*BRIEF A:* Output the section of the Atwater fire contract article starting with "A final date" and going on through "for fire services.", copied word for word.

*DOCUMENT PASSAGE:*
A final date for Cal Fire to take control hasn’t been set, though city leaders expect it to happen Oct. 1 or sooner. Firefighters will sever ties with the city and be hired by Cal Fire, which also contracts with Merced County, Livingston, Gustine and Dos Palos.
The split vote ends 15 months of city research into whether a Cal Fire contract would benefit the city and the firefighters. The union signaled it wanted to be at the table if the city council looked into contracting for fire services.
City estimates show that the city will lose about $124,000 in the first nine months of the deal because it must pay out sick and vacation hours earned by the employees. Projections show it will save $186,000 in the next 12 months. By the end of the five-year, nine-month contract, the city believes it will have kept an extra $1.4 million that wouldn’t be there, had it kept running the department.
This includes an estimate that the contract’s cost will increase by nearly 20 percent in the next five years.
Resident Constantino Herrera wondered if the city would get stuck with expensive contracts later on with little choice but to approve them. "Once we go down this road, it sounds like we’re stuck with whatever cost,” he told the council.
Frago, the city’s first paid firefighter, noted that a possible switch posed an emotional decision for him and he wasn’t ready to support it. "It may be a good thing, but we’re moving too fast,” he said. "This is a big move for the citizens of Atwater.”
Rivero, after doing his own calculations, questioned the accuracy of those figures. He thinks the city will only save $50,000 yearly. "I don’t care what anybody says,” he said. "I have gone over the forms. I have tripled checked them and quadruple checked them with different calculators.”
He worried that the city will lose control of the department and couldn’t support such a change.
Cal Fire Unit Chief Mikel Martin said that Atwater Chief Ed Banks will become a Cal Fire battalion chief. He’ll still attend council meetings and manage the two stations.
"The patch might change,” Martin said, "but we’re not here to upset (the service).”

*BRIEF B:* Gather every line in the rows below that contains the string "switch", and reproduce each one unchanged.

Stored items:
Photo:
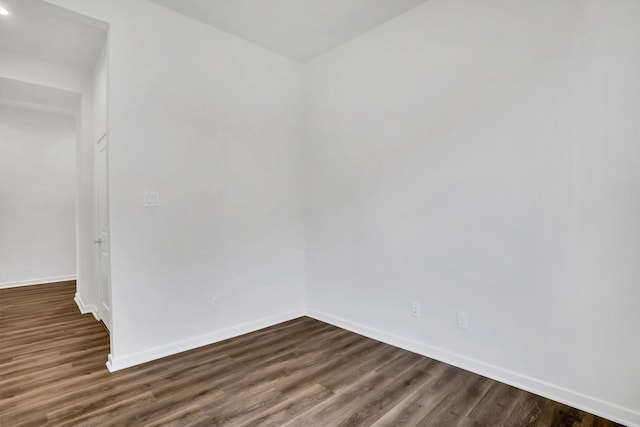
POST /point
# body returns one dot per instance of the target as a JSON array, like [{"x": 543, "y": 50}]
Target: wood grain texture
[{"x": 298, "y": 373}]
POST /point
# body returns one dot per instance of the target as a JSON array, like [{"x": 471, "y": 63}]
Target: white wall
[
  {"x": 14, "y": 65},
  {"x": 481, "y": 156},
  {"x": 215, "y": 125},
  {"x": 92, "y": 120},
  {"x": 37, "y": 212}
]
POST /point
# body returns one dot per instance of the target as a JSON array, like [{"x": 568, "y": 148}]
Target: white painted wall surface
[
  {"x": 14, "y": 65},
  {"x": 93, "y": 124},
  {"x": 481, "y": 156},
  {"x": 37, "y": 197},
  {"x": 215, "y": 125}
]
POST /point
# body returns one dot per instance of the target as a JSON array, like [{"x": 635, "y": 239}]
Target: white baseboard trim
[
  {"x": 86, "y": 308},
  {"x": 32, "y": 282},
  {"x": 572, "y": 398},
  {"x": 118, "y": 363}
]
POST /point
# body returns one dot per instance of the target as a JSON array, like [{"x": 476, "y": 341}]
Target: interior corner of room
[{"x": 460, "y": 181}]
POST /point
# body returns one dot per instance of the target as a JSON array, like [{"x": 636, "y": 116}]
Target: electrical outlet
[
  {"x": 415, "y": 309},
  {"x": 463, "y": 320}
]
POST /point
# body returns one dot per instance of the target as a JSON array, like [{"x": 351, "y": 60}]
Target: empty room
[{"x": 319, "y": 212}]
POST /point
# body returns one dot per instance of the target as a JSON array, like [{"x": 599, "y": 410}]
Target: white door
[{"x": 103, "y": 241}]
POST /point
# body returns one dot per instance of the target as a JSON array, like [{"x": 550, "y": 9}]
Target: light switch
[{"x": 151, "y": 198}]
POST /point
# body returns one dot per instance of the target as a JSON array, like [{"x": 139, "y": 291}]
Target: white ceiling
[
  {"x": 46, "y": 32},
  {"x": 298, "y": 29}
]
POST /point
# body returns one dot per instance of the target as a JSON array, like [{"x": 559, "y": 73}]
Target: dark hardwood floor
[{"x": 299, "y": 373}]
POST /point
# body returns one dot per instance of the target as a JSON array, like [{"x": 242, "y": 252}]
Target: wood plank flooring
[{"x": 299, "y": 373}]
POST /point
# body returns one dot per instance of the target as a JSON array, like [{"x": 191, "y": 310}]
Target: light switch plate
[{"x": 151, "y": 199}]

*FINAL RESULT A:*
A final date for Cal Fire to take control hasn’t been set, though city leaders expect it to happen Oct. 1 or sooner. Firefighters will sever ties with the city and be hired by Cal Fire, which also contracts with Merced County, Livingston, Gustine and Dos Palos.
The split vote ends 15 months of city research into whether a Cal Fire contract would benefit the city and the firefighters. The union signaled it wanted to be at the table if the city council looked into contracting for fire services.

*FINAL RESULT B:*
Target: light switch
Target: light switch plate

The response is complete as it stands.